* **Problem requirements**:
Transcribe the records below exactly as they appear.

* **Data lines**:
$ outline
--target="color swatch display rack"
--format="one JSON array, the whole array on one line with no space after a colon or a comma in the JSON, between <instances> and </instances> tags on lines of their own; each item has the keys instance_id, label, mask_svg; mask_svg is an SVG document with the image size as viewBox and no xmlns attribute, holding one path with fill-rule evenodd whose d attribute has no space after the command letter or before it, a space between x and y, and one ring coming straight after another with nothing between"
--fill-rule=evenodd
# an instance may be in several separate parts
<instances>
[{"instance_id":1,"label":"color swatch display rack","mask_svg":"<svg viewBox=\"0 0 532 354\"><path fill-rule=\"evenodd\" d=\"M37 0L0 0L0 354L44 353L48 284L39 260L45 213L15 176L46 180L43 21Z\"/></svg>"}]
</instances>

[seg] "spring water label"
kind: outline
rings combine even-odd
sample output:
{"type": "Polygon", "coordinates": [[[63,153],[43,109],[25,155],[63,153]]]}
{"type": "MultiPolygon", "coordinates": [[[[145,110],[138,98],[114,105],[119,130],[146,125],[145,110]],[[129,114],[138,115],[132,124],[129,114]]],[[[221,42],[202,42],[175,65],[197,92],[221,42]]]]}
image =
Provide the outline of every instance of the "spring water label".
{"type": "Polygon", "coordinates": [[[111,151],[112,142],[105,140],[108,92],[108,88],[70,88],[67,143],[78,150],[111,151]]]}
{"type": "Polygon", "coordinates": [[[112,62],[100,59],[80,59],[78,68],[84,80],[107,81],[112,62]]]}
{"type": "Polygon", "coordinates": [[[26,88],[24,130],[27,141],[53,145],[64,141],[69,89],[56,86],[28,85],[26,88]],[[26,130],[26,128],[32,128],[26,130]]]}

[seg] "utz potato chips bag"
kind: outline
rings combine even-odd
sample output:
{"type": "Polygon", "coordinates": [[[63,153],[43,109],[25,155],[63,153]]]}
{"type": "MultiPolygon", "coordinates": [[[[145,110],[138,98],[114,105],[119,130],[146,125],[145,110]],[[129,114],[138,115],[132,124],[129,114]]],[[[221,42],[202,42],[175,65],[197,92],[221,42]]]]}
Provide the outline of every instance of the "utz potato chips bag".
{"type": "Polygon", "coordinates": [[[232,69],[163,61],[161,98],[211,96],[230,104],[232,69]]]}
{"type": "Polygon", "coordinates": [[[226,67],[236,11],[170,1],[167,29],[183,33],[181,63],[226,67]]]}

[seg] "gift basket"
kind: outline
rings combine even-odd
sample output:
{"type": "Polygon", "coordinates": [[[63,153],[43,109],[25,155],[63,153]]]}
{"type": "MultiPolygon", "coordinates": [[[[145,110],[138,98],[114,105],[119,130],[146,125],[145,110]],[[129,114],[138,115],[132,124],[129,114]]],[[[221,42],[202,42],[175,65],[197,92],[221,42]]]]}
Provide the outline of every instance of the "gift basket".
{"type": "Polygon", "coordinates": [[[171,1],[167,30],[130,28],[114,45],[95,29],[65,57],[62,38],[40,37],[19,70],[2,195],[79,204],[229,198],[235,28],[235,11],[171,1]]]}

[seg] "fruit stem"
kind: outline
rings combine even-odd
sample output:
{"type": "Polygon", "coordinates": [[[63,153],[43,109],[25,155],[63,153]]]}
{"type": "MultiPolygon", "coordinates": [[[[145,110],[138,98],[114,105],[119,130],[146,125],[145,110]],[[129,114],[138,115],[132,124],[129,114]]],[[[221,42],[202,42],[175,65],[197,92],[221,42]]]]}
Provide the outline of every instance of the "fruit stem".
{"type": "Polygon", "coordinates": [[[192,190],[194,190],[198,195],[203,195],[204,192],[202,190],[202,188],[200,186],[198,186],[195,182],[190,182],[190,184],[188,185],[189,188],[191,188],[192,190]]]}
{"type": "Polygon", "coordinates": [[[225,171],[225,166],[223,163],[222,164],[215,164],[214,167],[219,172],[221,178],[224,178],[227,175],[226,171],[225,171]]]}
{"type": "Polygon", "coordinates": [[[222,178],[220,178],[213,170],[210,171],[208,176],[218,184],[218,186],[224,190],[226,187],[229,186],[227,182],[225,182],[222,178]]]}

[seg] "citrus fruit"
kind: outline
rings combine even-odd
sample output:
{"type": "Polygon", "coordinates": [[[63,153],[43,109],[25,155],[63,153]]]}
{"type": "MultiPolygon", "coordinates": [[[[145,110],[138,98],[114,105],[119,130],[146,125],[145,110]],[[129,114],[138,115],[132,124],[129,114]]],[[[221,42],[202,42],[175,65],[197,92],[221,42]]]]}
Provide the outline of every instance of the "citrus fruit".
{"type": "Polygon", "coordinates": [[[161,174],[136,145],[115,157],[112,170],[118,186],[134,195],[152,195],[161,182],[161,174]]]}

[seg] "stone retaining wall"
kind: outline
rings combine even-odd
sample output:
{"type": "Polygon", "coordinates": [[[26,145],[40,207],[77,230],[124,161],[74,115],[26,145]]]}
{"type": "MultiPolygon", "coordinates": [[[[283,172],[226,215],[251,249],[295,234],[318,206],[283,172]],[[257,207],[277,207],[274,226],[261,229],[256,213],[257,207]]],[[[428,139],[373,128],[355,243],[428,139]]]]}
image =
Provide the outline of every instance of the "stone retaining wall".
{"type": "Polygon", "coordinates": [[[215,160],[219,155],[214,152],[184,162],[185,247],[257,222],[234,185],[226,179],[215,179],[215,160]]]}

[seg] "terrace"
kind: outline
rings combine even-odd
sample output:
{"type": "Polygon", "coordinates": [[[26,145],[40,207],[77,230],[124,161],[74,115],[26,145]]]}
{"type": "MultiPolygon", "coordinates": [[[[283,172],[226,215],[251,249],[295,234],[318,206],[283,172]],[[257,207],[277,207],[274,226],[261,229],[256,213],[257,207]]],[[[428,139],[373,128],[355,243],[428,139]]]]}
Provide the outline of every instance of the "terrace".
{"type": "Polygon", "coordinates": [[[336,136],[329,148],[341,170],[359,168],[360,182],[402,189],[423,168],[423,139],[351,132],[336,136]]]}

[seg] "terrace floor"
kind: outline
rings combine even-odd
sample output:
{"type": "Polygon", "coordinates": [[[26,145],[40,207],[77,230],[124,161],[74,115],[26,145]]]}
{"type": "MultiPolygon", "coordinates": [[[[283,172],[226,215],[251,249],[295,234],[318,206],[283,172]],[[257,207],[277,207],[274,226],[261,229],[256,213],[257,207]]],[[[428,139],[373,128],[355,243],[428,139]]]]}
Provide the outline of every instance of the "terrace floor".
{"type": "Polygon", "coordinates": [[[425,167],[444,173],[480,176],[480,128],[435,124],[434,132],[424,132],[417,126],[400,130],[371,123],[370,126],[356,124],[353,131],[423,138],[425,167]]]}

* **Right answer**:
$ outline
--target="color swatch display rack"
--format="one JSON array, the whole array on one line with no space after a colon or a comma in the JSON, between <instances> and </instances> tags on lines of their own; each item has the keys instance_id, label, mask_svg; mask_svg is an SVG document with the image size as viewBox and no xmlns attribute, holding one path with fill-rule evenodd whose d attribute has no space after the command letter or before it, a space between x and y, and one ring coming straight after another with nothing between"
--fill-rule=evenodd
# an instance may be in several separate parts
<instances>
[{"instance_id":1,"label":"color swatch display rack","mask_svg":"<svg viewBox=\"0 0 532 354\"><path fill-rule=\"evenodd\" d=\"M37 0L0 0L0 354L44 353L48 284L39 260L45 213L15 176L46 180L43 21Z\"/></svg>"}]
</instances>

[seg] "spring water label"
kind: outline
rings combine even-odd
sample output:
{"type": "Polygon", "coordinates": [[[63,153],[43,109],[25,155],[63,153]]]}
{"type": "MultiPolygon", "coordinates": [[[[145,110],[138,98],[114,105],[119,130],[146,125],[145,110]],[[129,114],[138,115],[132,124],[129,114]]],[[[221,42],[202,42],[175,65],[197,92],[221,42]]]]}
image =
Provide the outline of every instance of the "spring water label".
{"type": "Polygon", "coordinates": [[[111,151],[112,142],[105,140],[108,92],[108,88],[70,88],[67,143],[78,150],[111,151]]]}
{"type": "Polygon", "coordinates": [[[112,62],[100,59],[80,59],[78,68],[84,80],[107,81],[112,62]]]}
{"type": "Polygon", "coordinates": [[[26,88],[24,130],[27,141],[53,145],[64,141],[69,89],[56,86],[28,85],[26,88]],[[26,130],[26,128],[32,128],[26,130]]]}

[seg] "utz potato chips bag"
kind: outline
rings combine even-odd
sample output:
{"type": "Polygon", "coordinates": [[[63,153],[43,109],[25,155],[63,153]]]}
{"type": "MultiPolygon", "coordinates": [[[[145,110],[138,98],[114,105],[119,130],[146,125],[145,110]],[[129,114],[138,115],[132,124],[129,114]]],[[[221,42],[202,42],[175,65],[197,92],[221,42]]]]}
Provide the outline of every instance of the "utz potato chips bag".
{"type": "Polygon", "coordinates": [[[232,69],[163,61],[161,98],[211,96],[230,104],[232,69]]]}
{"type": "Polygon", "coordinates": [[[226,67],[236,11],[170,1],[167,29],[183,33],[181,63],[226,67]]]}

[seg] "gift basket"
kind: outline
rings combine even-odd
sample output:
{"type": "Polygon", "coordinates": [[[63,153],[43,109],[25,155],[63,153]]]}
{"type": "MultiPolygon", "coordinates": [[[[145,110],[138,98],[114,105],[119,130],[146,125],[145,110]],[[129,114],[138,115],[132,124],[129,114]]],[[[221,42],[202,42],[175,65],[197,92],[221,42]]]]}
Provide the outline of every instance of the "gift basket".
{"type": "Polygon", "coordinates": [[[171,1],[167,30],[130,28],[114,45],[95,29],[65,57],[62,38],[40,37],[19,70],[2,195],[79,204],[229,198],[235,28],[235,11],[171,1]]]}

[seg] "fruit stem"
kind: outline
rings combine even-odd
sample output:
{"type": "Polygon", "coordinates": [[[63,153],[43,109],[25,155],[63,153]]]}
{"type": "MultiPolygon", "coordinates": [[[[145,110],[138,98],[114,105],[119,130],[146,125],[145,110]],[[129,114],[138,115],[132,124],[129,114]]],[[[221,42],[202,42],[175,65],[197,92],[221,42]]]]}
Provide the outline of every instance of the "fruit stem".
{"type": "Polygon", "coordinates": [[[192,190],[194,190],[198,195],[203,195],[204,192],[202,190],[202,188],[200,186],[198,186],[195,182],[190,182],[190,184],[188,185],[189,188],[191,188],[192,190]]]}
{"type": "Polygon", "coordinates": [[[225,171],[225,166],[223,163],[222,164],[215,164],[214,167],[219,172],[221,178],[224,178],[227,175],[226,171],[225,171]]]}
{"type": "Polygon", "coordinates": [[[222,178],[220,178],[213,170],[210,171],[208,176],[218,184],[218,186],[224,190],[226,187],[229,186],[227,182],[225,182],[222,178]]]}

[seg] "citrus fruit"
kind: outline
rings combine even-odd
sample output:
{"type": "Polygon", "coordinates": [[[63,153],[43,109],[25,155],[63,153]]]}
{"type": "MultiPolygon", "coordinates": [[[[145,110],[138,98],[114,105],[119,130],[146,125],[145,110]],[[129,114],[138,115],[132,124],[129,114]]],[[[221,42],[202,42],[175,65],[197,92],[221,42]]]]}
Provide the outline of every instance of the "citrus fruit".
{"type": "Polygon", "coordinates": [[[161,174],[136,145],[115,157],[112,170],[118,186],[134,195],[152,195],[161,182],[161,174]]]}

[seg] "stone retaining wall"
kind: outline
rings combine even-odd
sample output:
{"type": "Polygon", "coordinates": [[[26,145],[40,207],[77,230],[124,161],[74,115],[26,145]]]}
{"type": "MultiPolygon", "coordinates": [[[[283,172],[226,215],[251,249],[295,234],[318,206],[283,172]],[[257,207],[277,207],[274,226],[261,229],[256,213],[257,207]]],[[[428,139],[373,128],[355,243],[428,139]]]]}
image =
Provide the outline of every instance of the "stone retaining wall".
{"type": "Polygon", "coordinates": [[[215,160],[219,155],[214,152],[184,162],[185,247],[257,222],[234,185],[226,179],[215,179],[215,160]]]}

[seg] "terrace"
kind: outline
rings combine even-odd
sample output:
{"type": "Polygon", "coordinates": [[[26,145],[40,207],[77,230],[124,161],[74,115],[26,145]]]}
{"type": "MultiPolygon", "coordinates": [[[[283,172],[226,215],[251,249],[295,234],[318,206],[283,172]],[[257,207],[277,207],[274,226],[261,229],[256,213],[257,207]]],[[[428,139],[373,128],[355,243],[428,139]]]]}
Provide the outline of every instance of the "terrace".
{"type": "Polygon", "coordinates": [[[336,136],[329,148],[341,170],[359,168],[360,182],[402,189],[423,168],[423,139],[351,132],[336,136]]]}

[seg] "terrace floor"
kind: outline
rings combine even-odd
sample output:
{"type": "Polygon", "coordinates": [[[26,145],[40,207],[77,230],[124,161],[74,115],[26,145]]]}
{"type": "MultiPolygon", "coordinates": [[[[283,172],[226,215],[251,249],[295,234],[318,206],[283,172]],[[257,207],[277,207],[274,226],[261,229],[256,213],[257,207]]],[[[428,139],[373,128],[355,243],[428,139]]]]}
Provide the outline of every instance of the "terrace floor".
{"type": "Polygon", "coordinates": [[[425,167],[444,173],[480,176],[480,128],[435,124],[434,132],[424,132],[417,126],[400,130],[371,123],[370,126],[356,124],[353,131],[423,138],[425,167]]]}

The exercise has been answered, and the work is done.